> **WHAT YOU HAVE TO DO**
Return, word for word, everything from the line containing "Find the asphalt" down to the final line below, including both ends. Leave the pictures out of your answer.

▼

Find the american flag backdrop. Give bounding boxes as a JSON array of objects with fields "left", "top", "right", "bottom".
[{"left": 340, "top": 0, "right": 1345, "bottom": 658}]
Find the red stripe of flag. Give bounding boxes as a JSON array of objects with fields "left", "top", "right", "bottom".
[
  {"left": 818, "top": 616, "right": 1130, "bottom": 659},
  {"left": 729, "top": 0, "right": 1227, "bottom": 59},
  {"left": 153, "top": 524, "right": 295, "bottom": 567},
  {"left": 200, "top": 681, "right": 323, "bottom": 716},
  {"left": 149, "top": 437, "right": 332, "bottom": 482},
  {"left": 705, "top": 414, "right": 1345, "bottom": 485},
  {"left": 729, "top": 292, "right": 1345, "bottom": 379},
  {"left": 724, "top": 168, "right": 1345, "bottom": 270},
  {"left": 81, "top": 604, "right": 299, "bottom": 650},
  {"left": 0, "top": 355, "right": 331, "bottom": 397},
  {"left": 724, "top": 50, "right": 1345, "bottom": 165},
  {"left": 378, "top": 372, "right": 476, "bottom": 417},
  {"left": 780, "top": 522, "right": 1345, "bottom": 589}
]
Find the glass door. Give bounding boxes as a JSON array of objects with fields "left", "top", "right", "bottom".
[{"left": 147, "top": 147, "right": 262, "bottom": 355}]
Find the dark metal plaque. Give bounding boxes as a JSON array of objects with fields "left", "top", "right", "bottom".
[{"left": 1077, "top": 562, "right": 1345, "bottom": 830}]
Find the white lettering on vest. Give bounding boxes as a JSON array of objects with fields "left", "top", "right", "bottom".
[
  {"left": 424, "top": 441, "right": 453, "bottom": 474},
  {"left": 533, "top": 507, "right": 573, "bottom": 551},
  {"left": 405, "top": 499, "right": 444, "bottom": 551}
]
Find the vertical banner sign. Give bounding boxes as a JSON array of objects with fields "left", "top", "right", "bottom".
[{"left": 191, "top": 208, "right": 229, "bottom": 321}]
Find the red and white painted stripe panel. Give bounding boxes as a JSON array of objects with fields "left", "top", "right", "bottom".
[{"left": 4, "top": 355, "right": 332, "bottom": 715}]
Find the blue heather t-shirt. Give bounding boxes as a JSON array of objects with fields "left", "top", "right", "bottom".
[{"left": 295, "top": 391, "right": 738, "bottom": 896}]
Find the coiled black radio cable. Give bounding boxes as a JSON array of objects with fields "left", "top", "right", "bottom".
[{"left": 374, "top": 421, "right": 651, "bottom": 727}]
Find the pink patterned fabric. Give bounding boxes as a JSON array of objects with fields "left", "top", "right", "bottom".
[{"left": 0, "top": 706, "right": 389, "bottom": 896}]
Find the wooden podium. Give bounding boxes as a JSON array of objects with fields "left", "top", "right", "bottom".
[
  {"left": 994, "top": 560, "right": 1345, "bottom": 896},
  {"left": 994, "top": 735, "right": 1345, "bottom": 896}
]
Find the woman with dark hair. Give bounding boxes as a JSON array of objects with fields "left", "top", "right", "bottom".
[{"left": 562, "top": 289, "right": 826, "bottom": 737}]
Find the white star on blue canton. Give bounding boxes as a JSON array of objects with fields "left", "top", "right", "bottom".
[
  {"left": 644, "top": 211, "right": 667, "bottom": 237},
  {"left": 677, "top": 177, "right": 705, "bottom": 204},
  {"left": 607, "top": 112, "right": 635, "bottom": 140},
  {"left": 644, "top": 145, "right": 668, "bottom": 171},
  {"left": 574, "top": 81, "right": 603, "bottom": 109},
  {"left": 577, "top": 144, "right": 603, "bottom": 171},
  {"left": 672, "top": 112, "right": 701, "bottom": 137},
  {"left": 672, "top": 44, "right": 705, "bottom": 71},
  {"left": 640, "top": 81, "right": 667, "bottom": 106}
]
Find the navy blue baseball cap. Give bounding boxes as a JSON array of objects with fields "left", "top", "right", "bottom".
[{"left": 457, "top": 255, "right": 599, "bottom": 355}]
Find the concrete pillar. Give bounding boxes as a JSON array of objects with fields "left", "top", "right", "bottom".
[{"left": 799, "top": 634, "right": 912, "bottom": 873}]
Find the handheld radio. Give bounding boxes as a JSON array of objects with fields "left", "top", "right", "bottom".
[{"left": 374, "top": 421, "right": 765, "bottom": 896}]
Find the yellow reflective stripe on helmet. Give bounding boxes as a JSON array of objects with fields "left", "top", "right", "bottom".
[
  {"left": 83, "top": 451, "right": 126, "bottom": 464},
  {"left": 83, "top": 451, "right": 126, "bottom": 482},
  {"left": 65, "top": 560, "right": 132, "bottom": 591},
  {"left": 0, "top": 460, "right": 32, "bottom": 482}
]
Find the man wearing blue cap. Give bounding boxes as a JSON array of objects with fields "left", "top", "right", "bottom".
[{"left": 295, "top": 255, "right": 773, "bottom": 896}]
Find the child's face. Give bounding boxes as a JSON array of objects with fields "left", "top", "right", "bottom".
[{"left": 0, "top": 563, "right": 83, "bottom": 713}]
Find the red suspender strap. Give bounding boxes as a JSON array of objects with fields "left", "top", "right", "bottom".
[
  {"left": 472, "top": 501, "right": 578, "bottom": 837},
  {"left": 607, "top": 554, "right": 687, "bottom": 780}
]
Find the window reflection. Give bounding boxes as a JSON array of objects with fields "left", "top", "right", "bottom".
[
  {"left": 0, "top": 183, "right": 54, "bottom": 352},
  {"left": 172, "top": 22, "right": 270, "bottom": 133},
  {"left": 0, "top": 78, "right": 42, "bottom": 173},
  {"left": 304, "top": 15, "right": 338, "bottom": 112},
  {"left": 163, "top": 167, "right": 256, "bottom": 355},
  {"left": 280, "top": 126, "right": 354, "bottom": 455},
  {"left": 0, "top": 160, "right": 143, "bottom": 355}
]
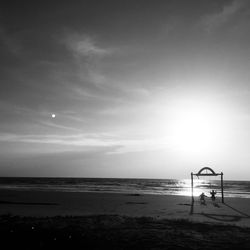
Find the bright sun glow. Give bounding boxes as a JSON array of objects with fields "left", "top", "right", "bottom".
[{"left": 165, "top": 97, "right": 229, "bottom": 155}]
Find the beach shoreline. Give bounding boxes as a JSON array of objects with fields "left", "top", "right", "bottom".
[
  {"left": 0, "top": 190, "right": 250, "bottom": 227},
  {"left": 0, "top": 190, "right": 250, "bottom": 250}
]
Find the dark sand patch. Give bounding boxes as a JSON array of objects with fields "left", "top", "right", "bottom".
[
  {"left": 0, "top": 215, "right": 250, "bottom": 250},
  {"left": 125, "top": 201, "right": 148, "bottom": 205},
  {"left": 0, "top": 201, "right": 58, "bottom": 206}
]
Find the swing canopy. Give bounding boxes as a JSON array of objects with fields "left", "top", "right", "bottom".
[{"left": 191, "top": 167, "right": 224, "bottom": 203}]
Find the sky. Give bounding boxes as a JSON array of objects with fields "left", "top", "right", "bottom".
[{"left": 0, "top": 0, "right": 250, "bottom": 180}]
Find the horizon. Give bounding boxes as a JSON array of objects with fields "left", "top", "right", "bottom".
[{"left": 0, "top": 0, "right": 250, "bottom": 181}]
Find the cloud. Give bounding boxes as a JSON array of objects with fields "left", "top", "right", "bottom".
[
  {"left": 0, "top": 133, "right": 171, "bottom": 154},
  {"left": 202, "top": 0, "right": 246, "bottom": 32},
  {"left": 63, "top": 33, "right": 111, "bottom": 57}
]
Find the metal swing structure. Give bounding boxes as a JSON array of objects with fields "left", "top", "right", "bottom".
[{"left": 191, "top": 167, "right": 224, "bottom": 203}]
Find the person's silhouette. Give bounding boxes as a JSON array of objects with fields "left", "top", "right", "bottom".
[
  {"left": 200, "top": 193, "right": 207, "bottom": 205},
  {"left": 210, "top": 190, "right": 216, "bottom": 201}
]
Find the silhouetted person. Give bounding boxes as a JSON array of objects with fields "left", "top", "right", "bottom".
[
  {"left": 200, "top": 193, "right": 207, "bottom": 205},
  {"left": 210, "top": 190, "right": 216, "bottom": 201}
]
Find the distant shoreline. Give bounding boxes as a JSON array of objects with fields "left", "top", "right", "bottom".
[{"left": 0, "top": 190, "right": 250, "bottom": 227}]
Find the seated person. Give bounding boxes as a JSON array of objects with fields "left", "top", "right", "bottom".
[
  {"left": 210, "top": 190, "right": 216, "bottom": 201},
  {"left": 200, "top": 193, "right": 207, "bottom": 205}
]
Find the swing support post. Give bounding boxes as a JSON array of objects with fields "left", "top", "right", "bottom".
[
  {"left": 191, "top": 172, "right": 194, "bottom": 203},
  {"left": 191, "top": 167, "right": 224, "bottom": 203},
  {"left": 220, "top": 172, "right": 224, "bottom": 203}
]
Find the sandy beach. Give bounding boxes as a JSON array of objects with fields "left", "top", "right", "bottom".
[
  {"left": 0, "top": 190, "right": 250, "bottom": 250},
  {"left": 0, "top": 190, "right": 250, "bottom": 227}
]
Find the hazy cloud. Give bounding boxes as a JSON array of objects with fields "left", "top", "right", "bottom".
[
  {"left": 63, "top": 33, "right": 111, "bottom": 57},
  {"left": 203, "top": 0, "right": 247, "bottom": 32}
]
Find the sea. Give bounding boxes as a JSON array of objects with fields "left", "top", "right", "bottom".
[{"left": 0, "top": 177, "right": 250, "bottom": 198}]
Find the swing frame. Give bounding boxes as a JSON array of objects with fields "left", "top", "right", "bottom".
[{"left": 191, "top": 167, "right": 224, "bottom": 203}]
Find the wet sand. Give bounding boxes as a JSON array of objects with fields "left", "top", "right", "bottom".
[
  {"left": 0, "top": 191, "right": 250, "bottom": 227},
  {"left": 0, "top": 191, "right": 250, "bottom": 250}
]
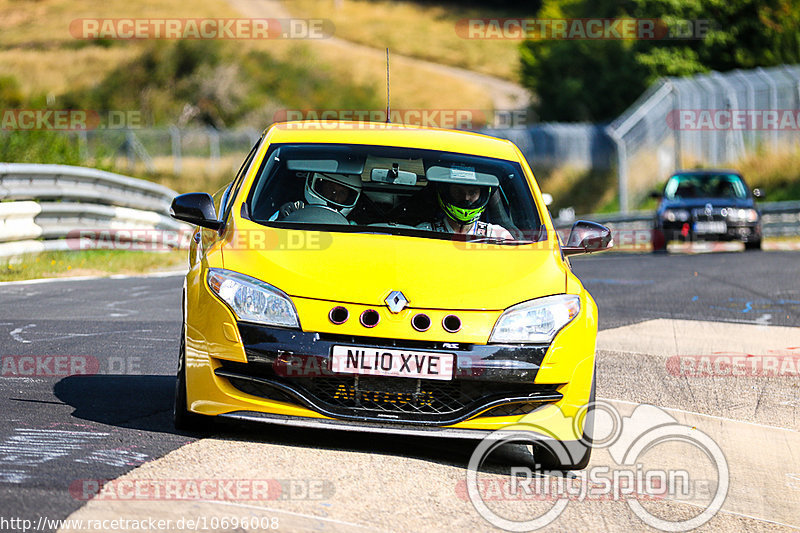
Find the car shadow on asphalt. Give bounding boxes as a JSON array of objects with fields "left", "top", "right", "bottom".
[
  {"left": 53, "top": 375, "right": 544, "bottom": 472},
  {"left": 53, "top": 374, "right": 178, "bottom": 434}
]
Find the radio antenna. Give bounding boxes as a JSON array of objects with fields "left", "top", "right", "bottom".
[{"left": 386, "top": 47, "right": 392, "bottom": 124}]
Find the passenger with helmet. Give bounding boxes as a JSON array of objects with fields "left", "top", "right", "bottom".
[
  {"left": 269, "top": 172, "right": 361, "bottom": 220},
  {"left": 417, "top": 182, "right": 514, "bottom": 240}
]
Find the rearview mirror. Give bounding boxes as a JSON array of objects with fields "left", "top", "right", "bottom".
[
  {"left": 561, "top": 220, "right": 614, "bottom": 255},
  {"left": 169, "top": 192, "right": 223, "bottom": 230}
]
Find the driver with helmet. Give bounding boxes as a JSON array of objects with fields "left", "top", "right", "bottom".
[
  {"left": 417, "top": 183, "right": 514, "bottom": 240},
  {"left": 269, "top": 172, "right": 361, "bottom": 219}
]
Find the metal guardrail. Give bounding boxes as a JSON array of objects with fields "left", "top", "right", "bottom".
[
  {"left": 553, "top": 201, "right": 800, "bottom": 237},
  {"left": 0, "top": 163, "right": 177, "bottom": 214},
  {"left": 0, "top": 163, "right": 190, "bottom": 257}
]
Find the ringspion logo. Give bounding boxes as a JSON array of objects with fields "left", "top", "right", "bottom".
[
  {"left": 667, "top": 109, "right": 800, "bottom": 131},
  {"left": 69, "top": 18, "right": 334, "bottom": 40},
  {"left": 0, "top": 109, "right": 143, "bottom": 131},
  {"left": 455, "top": 18, "right": 711, "bottom": 40}
]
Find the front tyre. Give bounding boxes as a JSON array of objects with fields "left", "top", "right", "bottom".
[{"left": 534, "top": 368, "right": 597, "bottom": 472}]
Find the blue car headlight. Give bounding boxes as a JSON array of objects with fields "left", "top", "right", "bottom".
[
  {"left": 208, "top": 268, "right": 300, "bottom": 328},
  {"left": 489, "top": 294, "right": 581, "bottom": 344}
]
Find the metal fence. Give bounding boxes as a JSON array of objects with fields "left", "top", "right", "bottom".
[
  {"left": 78, "top": 126, "right": 261, "bottom": 174},
  {"left": 494, "top": 65, "right": 800, "bottom": 212}
]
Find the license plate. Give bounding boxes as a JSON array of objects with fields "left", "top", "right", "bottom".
[
  {"left": 331, "top": 346, "right": 455, "bottom": 380},
  {"left": 694, "top": 221, "right": 728, "bottom": 233}
]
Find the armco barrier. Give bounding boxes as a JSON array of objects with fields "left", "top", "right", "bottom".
[
  {"left": 554, "top": 201, "right": 800, "bottom": 237},
  {"left": 0, "top": 163, "right": 176, "bottom": 214},
  {"left": 0, "top": 163, "right": 190, "bottom": 257}
]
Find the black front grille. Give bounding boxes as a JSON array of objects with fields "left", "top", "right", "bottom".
[
  {"left": 216, "top": 361, "right": 561, "bottom": 424},
  {"left": 481, "top": 402, "right": 549, "bottom": 416}
]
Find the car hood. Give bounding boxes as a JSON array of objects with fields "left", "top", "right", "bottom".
[
  {"left": 222, "top": 223, "right": 567, "bottom": 310},
  {"left": 661, "top": 198, "right": 753, "bottom": 209}
]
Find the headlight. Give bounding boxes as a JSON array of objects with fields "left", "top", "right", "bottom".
[
  {"left": 489, "top": 294, "right": 581, "bottom": 344},
  {"left": 208, "top": 268, "right": 300, "bottom": 328},
  {"left": 726, "top": 208, "right": 758, "bottom": 222},
  {"left": 661, "top": 209, "right": 689, "bottom": 222}
]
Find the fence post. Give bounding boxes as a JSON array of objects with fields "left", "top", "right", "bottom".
[
  {"left": 606, "top": 126, "right": 629, "bottom": 213},
  {"left": 206, "top": 128, "right": 219, "bottom": 174}
]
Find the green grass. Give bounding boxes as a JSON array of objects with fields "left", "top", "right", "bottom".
[{"left": 0, "top": 250, "right": 187, "bottom": 281}]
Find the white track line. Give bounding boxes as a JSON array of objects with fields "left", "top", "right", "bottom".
[
  {"left": 188, "top": 500, "right": 389, "bottom": 533},
  {"left": 0, "top": 269, "right": 187, "bottom": 287}
]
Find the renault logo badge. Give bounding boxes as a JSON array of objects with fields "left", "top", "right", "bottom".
[{"left": 384, "top": 291, "right": 408, "bottom": 314}]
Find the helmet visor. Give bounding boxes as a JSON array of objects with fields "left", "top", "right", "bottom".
[
  {"left": 440, "top": 183, "right": 492, "bottom": 209},
  {"left": 311, "top": 173, "right": 361, "bottom": 207}
]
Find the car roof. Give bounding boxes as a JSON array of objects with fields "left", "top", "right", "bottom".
[
  {"left": 266, "top": 120, "right": 519, "bottom": 161},
  {"left": 672, "top": 168, "right": 742, "bottom": 177}
]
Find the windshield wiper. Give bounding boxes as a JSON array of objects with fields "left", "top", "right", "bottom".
[{"left": 466, "top": 237, "right": 534, "bottom": 245}]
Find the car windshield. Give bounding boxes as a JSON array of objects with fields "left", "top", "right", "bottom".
[
  {"left": 664, "top": 174, "right": 747, "bottom": 200},
  {"left": 247, "top": 144, "right": 544, "bottom": 244}
]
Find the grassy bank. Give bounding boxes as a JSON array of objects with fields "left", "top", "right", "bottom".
[
  {"left": 0, "top": 250, "right": 186, "bottom": 281},
  {"left": 284, "top": 0, "right": 532, "bottom": 81}
]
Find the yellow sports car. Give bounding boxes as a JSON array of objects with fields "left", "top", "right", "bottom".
[{"left": 172, "top": 122, "right": 611, "bottom": 468}]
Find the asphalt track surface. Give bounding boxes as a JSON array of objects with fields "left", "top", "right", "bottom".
[{"left": 0, "top": 252, "right": 800, "bottom": 531}]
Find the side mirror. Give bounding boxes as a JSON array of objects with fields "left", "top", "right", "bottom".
[
  {"left": 561, "top": 220, "right": 614, "bottom": 255},
  {"left": 169, "top": 192, "right": 223, "bottom": 230}
]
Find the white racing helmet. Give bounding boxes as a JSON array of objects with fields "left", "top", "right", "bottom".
[{"left": 305, "top": 172, "right": 361, "bottom": 216}]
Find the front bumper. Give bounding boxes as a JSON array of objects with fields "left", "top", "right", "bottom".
[{"left": 214, "top": 323, "right": 563, "bottom": 426}]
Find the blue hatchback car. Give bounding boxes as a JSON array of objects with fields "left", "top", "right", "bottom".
[{"left": 653, "top": 169, "right": 761, "bottom": 252}]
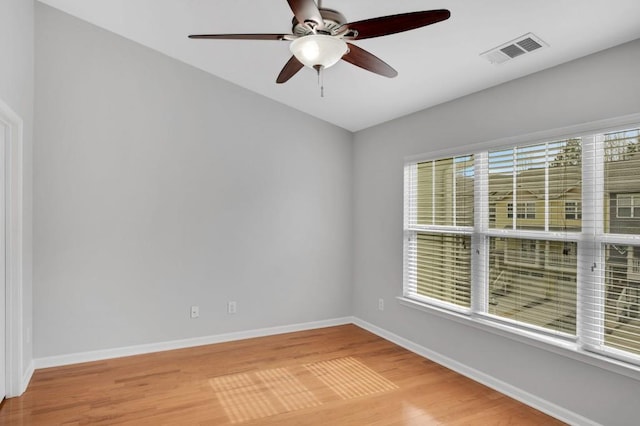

▲

> **REPLY TO THE TASK**
Find the asphalt track surface. Give bounding boxes as a JSON array of objects with fields "left", "top", "right", "bottom".
[{"left": 0, "top": 252, "right": 800, "bottom": 531}]
Find the side mirror. Give bounding boxes as a JSON array of objects with fields "left", "top", "right", "bottom".
[
  {"left": 561, "top": 220, "right": 614, "bottom": 255},
  {"left": 169, "top": 192, "right": 223, "bottom": 230}
]
Find the white racing helmet. Give bounding boxes as a JSON array of objects with fields "left", "top", "right", "bottom".
[{"left": 305, "top": 172, "right": 361, "bottom": 216}]
Find the front bumper. Give bounding boxes as a JSON array of objects with fields "left", "top", "right", "bottom".
[{"left": 214, "top": 323, "right": 563, "bottom": 426}]
Find the blue hatchback car. Give bounding boxes as a JSON array of objects with fields "left", "top", "right", "bottom".
[{"left": 653, "top": 169, "right": 761, "bottom": 252}]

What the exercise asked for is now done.